# PROBLEM:
Repeat exactly what appears from the opening line of the listing to the line with "example [(104, 471)]", inclusive.

━━━━━━━━━━━━━━━━━━━━━━━━━━━━━━

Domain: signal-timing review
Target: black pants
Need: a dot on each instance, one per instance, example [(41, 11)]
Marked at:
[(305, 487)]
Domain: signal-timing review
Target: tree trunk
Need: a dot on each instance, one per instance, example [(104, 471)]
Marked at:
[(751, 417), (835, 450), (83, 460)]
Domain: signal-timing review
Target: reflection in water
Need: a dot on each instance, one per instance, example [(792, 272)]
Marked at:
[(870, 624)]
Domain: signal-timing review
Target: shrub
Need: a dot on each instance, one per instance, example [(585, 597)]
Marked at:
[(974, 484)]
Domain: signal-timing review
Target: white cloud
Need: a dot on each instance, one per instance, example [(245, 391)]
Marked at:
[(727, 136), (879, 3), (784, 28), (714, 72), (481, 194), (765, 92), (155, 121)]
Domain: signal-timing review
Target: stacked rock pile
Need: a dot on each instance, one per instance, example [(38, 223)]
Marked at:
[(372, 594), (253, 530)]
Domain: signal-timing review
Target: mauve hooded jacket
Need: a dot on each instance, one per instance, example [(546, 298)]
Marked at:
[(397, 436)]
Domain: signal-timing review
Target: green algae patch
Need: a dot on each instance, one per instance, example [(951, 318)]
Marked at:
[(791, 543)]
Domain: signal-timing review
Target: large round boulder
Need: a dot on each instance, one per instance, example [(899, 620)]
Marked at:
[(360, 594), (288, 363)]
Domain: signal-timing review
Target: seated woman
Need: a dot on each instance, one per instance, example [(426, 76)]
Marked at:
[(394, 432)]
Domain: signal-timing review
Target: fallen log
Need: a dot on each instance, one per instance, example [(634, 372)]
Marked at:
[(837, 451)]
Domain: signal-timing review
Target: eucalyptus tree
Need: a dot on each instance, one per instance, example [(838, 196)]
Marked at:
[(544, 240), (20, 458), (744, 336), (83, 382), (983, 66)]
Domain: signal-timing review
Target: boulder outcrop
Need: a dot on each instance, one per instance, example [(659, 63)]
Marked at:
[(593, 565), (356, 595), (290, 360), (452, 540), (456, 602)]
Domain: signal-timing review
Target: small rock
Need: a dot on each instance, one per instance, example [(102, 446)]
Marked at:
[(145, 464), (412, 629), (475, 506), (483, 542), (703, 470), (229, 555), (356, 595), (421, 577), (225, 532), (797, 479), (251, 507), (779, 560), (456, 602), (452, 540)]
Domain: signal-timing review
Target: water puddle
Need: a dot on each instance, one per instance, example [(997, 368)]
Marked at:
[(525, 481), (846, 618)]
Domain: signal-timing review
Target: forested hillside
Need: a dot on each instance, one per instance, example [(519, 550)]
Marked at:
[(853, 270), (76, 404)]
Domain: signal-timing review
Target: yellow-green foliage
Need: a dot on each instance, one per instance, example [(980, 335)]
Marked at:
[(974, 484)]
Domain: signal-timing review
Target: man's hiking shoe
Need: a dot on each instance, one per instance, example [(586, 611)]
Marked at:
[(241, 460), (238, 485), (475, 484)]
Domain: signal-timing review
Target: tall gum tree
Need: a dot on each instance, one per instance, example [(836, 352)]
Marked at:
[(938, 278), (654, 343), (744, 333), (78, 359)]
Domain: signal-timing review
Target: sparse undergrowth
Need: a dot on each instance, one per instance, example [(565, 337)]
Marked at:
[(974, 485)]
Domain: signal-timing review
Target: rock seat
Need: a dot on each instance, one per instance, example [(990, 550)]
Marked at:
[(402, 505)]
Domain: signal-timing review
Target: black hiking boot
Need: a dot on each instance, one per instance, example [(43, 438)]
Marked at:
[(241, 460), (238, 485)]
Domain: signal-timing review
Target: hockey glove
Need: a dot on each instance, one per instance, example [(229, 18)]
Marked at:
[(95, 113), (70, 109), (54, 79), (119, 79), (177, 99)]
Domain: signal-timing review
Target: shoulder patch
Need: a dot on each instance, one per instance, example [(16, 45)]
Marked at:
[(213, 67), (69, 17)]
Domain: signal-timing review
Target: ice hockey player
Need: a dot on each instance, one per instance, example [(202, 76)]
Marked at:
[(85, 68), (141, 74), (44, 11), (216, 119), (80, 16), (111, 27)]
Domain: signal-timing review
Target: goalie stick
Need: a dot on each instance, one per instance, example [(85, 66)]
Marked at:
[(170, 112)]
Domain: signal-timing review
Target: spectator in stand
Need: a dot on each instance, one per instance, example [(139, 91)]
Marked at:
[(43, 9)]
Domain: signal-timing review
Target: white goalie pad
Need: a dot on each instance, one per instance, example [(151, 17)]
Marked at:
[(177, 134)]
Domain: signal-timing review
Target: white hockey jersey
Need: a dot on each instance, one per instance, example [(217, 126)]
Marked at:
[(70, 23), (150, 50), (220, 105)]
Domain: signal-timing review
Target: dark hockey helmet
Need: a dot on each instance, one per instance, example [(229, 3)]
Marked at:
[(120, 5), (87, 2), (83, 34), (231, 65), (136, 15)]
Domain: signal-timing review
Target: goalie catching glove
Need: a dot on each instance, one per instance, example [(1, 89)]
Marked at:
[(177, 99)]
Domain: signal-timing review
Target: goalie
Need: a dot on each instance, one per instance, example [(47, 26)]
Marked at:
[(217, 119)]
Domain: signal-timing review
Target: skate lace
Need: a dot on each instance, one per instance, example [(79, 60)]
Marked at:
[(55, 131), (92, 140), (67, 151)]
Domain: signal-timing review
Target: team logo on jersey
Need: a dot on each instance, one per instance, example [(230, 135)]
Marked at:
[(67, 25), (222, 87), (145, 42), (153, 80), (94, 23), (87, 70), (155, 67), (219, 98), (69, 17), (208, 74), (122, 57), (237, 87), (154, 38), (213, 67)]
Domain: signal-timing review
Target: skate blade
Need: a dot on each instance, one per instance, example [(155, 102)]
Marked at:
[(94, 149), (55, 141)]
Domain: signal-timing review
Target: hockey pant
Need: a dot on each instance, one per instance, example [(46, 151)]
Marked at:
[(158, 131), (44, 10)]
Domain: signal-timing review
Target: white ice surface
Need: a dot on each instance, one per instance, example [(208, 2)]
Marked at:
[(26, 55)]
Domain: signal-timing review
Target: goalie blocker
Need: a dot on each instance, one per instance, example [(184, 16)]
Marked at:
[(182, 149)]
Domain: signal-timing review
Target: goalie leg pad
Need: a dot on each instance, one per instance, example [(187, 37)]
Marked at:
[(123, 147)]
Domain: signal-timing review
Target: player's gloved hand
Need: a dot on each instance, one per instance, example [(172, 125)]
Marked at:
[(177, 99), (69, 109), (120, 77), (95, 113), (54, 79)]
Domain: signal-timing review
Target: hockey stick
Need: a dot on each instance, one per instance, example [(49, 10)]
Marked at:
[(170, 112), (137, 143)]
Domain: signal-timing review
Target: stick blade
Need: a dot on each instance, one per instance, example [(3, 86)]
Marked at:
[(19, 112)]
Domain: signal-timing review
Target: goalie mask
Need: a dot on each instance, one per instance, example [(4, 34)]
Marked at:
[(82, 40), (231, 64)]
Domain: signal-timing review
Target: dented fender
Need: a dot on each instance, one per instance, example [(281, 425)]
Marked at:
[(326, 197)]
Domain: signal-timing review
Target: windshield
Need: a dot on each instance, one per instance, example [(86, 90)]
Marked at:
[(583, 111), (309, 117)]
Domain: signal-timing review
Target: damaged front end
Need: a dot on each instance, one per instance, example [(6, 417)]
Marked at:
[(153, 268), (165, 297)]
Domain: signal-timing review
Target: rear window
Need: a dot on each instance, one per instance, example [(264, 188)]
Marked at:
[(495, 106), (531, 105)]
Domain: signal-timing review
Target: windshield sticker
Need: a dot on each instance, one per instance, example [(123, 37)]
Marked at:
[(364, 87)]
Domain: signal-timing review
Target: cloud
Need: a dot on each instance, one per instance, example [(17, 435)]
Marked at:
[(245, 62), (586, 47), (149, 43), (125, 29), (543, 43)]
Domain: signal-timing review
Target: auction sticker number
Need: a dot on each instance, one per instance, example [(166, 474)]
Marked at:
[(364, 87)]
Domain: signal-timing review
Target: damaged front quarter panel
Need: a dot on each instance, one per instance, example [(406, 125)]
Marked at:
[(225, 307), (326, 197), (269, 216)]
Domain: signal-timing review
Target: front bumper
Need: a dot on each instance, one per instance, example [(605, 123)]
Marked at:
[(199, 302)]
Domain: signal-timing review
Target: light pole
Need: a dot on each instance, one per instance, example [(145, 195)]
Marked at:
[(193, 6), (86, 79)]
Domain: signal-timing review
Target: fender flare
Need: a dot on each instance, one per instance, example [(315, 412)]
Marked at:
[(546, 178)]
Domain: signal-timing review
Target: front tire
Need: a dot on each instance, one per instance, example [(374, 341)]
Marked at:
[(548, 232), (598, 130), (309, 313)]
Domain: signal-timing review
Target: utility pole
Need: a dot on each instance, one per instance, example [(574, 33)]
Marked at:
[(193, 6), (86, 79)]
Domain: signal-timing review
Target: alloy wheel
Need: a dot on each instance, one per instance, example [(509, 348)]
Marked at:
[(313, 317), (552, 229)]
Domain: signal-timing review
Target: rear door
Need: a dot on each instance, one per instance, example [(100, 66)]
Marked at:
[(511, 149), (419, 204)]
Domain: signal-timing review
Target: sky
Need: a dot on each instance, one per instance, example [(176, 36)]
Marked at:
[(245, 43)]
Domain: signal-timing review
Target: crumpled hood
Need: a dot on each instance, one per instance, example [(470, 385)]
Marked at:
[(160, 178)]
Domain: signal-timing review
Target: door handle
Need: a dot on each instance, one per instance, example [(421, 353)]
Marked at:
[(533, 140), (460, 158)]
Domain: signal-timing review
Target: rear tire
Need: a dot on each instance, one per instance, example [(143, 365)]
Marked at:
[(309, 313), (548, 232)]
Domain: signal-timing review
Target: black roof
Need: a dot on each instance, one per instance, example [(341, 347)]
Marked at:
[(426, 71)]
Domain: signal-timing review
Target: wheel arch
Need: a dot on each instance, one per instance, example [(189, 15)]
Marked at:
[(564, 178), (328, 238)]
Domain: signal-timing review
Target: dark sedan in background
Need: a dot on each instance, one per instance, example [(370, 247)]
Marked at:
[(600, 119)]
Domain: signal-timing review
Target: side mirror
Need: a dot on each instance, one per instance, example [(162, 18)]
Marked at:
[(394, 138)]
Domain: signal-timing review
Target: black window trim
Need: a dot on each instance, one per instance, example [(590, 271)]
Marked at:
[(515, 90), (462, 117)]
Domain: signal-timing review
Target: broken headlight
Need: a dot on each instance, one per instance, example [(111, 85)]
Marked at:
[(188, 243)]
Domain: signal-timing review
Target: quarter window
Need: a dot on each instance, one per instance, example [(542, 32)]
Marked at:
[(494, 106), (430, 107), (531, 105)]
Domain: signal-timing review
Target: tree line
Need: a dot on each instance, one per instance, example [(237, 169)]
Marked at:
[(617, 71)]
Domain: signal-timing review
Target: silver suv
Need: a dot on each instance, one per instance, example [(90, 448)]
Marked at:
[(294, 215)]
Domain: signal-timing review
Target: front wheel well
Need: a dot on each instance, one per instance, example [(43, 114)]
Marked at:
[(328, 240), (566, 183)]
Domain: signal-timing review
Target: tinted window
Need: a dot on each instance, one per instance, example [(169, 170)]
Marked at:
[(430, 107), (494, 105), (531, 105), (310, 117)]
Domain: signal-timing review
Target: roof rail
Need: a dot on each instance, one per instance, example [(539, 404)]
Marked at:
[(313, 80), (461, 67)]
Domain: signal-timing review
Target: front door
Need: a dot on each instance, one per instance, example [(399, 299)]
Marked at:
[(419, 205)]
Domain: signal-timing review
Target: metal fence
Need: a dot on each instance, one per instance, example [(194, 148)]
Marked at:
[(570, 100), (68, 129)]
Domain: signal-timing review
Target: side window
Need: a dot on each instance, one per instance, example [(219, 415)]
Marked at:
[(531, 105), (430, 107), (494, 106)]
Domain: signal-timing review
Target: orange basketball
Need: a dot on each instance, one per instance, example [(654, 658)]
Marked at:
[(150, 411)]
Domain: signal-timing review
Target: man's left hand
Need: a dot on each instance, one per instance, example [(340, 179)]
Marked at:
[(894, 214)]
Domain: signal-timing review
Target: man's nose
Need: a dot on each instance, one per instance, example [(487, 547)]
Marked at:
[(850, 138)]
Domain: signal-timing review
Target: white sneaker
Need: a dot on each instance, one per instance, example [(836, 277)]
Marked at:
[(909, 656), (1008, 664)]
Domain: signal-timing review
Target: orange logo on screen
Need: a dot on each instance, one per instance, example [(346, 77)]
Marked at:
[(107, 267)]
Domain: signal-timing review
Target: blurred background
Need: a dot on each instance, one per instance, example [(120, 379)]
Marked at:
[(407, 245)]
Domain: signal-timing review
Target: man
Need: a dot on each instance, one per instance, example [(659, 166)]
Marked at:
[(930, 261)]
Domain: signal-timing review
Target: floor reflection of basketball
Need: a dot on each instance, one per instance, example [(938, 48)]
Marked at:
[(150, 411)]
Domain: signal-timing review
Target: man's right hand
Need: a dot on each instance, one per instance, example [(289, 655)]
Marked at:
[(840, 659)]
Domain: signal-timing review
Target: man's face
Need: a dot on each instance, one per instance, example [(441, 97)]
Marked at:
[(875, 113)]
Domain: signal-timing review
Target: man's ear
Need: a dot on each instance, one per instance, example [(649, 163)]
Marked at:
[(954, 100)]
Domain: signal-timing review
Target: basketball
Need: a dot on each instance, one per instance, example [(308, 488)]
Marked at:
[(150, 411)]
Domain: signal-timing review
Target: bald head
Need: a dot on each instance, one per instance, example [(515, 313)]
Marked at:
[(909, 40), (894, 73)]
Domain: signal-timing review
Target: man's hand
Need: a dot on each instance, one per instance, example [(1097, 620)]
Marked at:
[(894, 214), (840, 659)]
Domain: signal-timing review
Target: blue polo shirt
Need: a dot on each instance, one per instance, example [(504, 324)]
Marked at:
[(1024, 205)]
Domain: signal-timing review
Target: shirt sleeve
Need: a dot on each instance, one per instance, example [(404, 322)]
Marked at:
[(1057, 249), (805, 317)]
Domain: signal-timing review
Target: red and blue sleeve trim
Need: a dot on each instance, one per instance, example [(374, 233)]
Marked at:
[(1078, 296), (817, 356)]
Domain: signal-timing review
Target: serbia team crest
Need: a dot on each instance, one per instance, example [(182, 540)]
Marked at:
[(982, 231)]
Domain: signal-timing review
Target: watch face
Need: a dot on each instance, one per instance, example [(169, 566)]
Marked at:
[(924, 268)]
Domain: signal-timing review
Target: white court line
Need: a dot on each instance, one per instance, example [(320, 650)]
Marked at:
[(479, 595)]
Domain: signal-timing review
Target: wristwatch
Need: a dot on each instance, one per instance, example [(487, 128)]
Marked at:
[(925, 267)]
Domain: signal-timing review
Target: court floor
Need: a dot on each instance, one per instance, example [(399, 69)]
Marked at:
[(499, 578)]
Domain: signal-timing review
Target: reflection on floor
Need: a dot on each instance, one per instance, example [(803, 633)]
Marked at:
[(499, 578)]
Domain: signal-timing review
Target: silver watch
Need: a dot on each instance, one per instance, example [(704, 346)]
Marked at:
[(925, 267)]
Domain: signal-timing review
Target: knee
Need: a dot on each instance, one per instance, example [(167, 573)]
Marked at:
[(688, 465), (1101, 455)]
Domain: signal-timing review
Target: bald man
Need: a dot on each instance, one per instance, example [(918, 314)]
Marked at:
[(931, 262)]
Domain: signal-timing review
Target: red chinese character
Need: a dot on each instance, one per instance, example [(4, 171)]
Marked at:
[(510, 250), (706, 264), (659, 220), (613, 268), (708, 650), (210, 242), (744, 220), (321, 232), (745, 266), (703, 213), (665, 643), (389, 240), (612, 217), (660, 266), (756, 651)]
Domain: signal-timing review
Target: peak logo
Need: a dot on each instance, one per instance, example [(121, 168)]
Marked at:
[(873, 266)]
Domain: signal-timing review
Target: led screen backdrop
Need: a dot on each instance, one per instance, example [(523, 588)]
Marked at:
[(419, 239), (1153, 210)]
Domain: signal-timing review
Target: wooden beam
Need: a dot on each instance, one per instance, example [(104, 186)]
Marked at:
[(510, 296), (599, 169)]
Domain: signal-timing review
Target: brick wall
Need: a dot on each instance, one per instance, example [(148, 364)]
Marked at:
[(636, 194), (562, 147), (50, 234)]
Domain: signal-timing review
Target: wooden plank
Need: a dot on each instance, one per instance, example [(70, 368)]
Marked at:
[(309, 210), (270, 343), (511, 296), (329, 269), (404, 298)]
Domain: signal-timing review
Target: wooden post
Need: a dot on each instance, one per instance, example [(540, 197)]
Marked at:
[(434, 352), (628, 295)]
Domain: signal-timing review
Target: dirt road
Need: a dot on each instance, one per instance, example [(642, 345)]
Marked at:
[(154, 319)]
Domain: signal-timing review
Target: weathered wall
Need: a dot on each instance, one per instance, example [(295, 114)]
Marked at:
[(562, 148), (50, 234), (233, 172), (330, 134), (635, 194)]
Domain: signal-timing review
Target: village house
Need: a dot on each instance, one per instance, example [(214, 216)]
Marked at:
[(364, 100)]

━━━━━━━━━━━━━━━━━━━━━━━━━━━━━━

# EXERCISE RESULT:
Domain: signal-timing review
Target: black pants
Need: a dot on each instance, one per instance, example [(41, 11)]
Marked at:
[(305, 487)]
Domain: signal-timing review
Target: tree trunk
Need: a dot on each instance, one per instance, example [(104, 471)]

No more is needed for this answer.